In the recovery account, how many of the writer's closest friends in recovery were lost on 9/11?

-- Start of GIVEN TEXT --

As time passed and more subtle things to work on were revealed, the freer I felt from any concern. On 9/11, in my 18th year of recovery, I lost 7 out of 9 of my closest and dearest friends in recovery – they were my family – my inner circle of most trusted and wisest friends. Between them there was almost 200 years of recovery that had given me strength, wisdom and love beyond measure. The years that followed were a true test of both my recovery and my relationship to my Higher Power. During those years my anchor was a loving, gentle Higher Power that intervened on my behalf when I was unable to cooperate or take good care of my recovery. The loving miracles he provided, in the form of coincidences where at my lowest I would be invited to speak, or someone I had done service with in the past would call me out of the blue and announce they were in California and looking to make a meeting and have dinner with me. As my gratitude slowly returned, so did a little spark of life.

That spark has grown back into a fire that burns strong and bright with a love for my higher power and for the fellowship of NA that was never there before. Today I am free… free from despair and sadness, free from anger and hate, and most importantly free from the slavery of addiction and from most of its manifestations in the form of character defects.

Today I am able to live happy, joyous, and free. Today I feel blessed to be me.. the me that God always wanted me to be. and to the God of my personal understanding I say: Thanks HP!

-- End of GIVEN TEXT --
-- Start of DATA LISTING --

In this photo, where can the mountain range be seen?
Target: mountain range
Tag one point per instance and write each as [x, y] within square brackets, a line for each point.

-- End of DATA LISTING --
-- Start of DATA LISTING --

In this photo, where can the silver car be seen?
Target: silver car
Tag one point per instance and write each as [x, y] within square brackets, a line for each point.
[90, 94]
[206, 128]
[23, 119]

-- End of DATA LISTING --

## EXERCISE RESULT
Seven of the writer's nine closest friends in recovery.